• TEXT FOR ANALYSIS:
* * * * *
Twitter has also announced that users will have to sign in to their accounts on the platform to view Tweets.
Billionaire Elon Musk, who acquired Twitter last year, announced that the microblogging site is putting a temporary cap on the number of Tweets users can read on the platform. The move was a measure to address data scrapping and system manipulation issues, Musk said in a Tweet on July 1.
According to another revised Tweet by Musk on Sunday, Twitter users who have verified accounts can read up to 10,000 posts per day, while unverified account users can read 1,000 posts a day. New users with unverified accounts will be allowed to read 500 posts in a day. Before the revision, and on Saturday, Musk said that verified Twitter users will be allowed to read up to 6000 posts per day, while the cap for unverified account users and new users with unverified accounts was 600 posts and 300 posts a day respectively.
The ex-Twitter chief executive officer, however, did not provide any details on why the revision was made. Also, he did not elaborate on who was scrapping Twitter’s data and for how long. However, according to a TechCrunch report, citing a blog by technologist Andy Baio, a bug is causing Twitter DDOS (Distributed Denial of Service) itself and could be a possible reason that Musk took the latest measures.
Following Musk’s latest announcement for Twitter, the social media platform was reported down for thousands of users on Saturday morning. Some users complained that when they tried to view or post tweets they saw the “Cannot retrieve tweets” error message, while some other users reported seeing a “Rate limit exceeded error message.”
* * * * *
• PROVIDED INFORMATION:
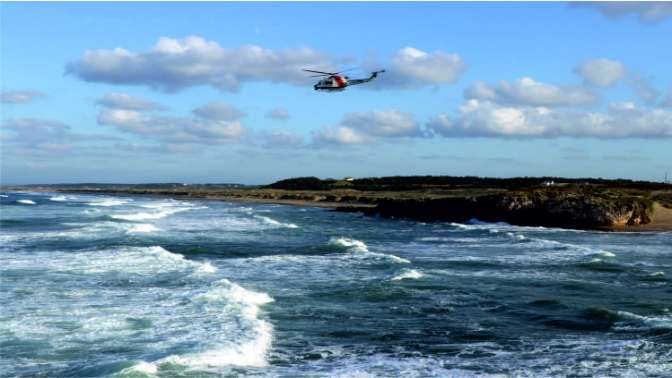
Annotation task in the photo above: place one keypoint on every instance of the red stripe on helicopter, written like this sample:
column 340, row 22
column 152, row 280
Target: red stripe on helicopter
column 339, row 81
* * * * *
• TASK LIST:
**A)** Retype the article on Twitter's reading limits word for word, everything from "Billionaire Elon Musk, who" down to "a day respectively.".
**B)** Based on the article on Twitter's reading limits, state whether each statement below agrees with the text. Answer yes or no for each, and quote the words that decide it.
(i) Under the revised limits, users with verified accounts can read up to 10,000 posts per day.
(ii) Musk explained why the revision to the limits was made.
(iii) Under the revised limits, new users with unverified accounts can read 300 posts per day.
**C)** According to the article on Twitter's reading limits, whose blog did the TechCrunch report cite?

• ANSWERS TO THIS EXERCISE:
**A)**
Billionaire Elon Musk, who acquired Twitter last year, announced that the microblogging site is putting a temporary cap on the number of Tweets users can read on the platform. The move was a measure to address data scrapping and system manipulation issues, Musk said in a Tweet on July 1.
According to another revised Tweet by Musk on Sunday, Twitter users who have verified accounts can read up to 10,000 posts per day, while unverified account users can read 1,000 posts a day. New users with unverified accounts will be allowed to read 500 posts in a day. Before the revision, and on Saturday, Musk said that verified Twitter users will be allowed to read up to 6000 posts per day, while the cap for unverified account users and new users with unverified accounts was 600 posts and 300 posts a day respectively.

**B)**
(i) Yes: "Twitter users who have verified accounts can read up to 10,000 posts per day"
(ii) No: "did not provide any details on why the revision was made"
(iii) No: "New users with unverified accounts will be allowed to read 500 posts in a day."

**C)** The blog of technologist Andy Baio.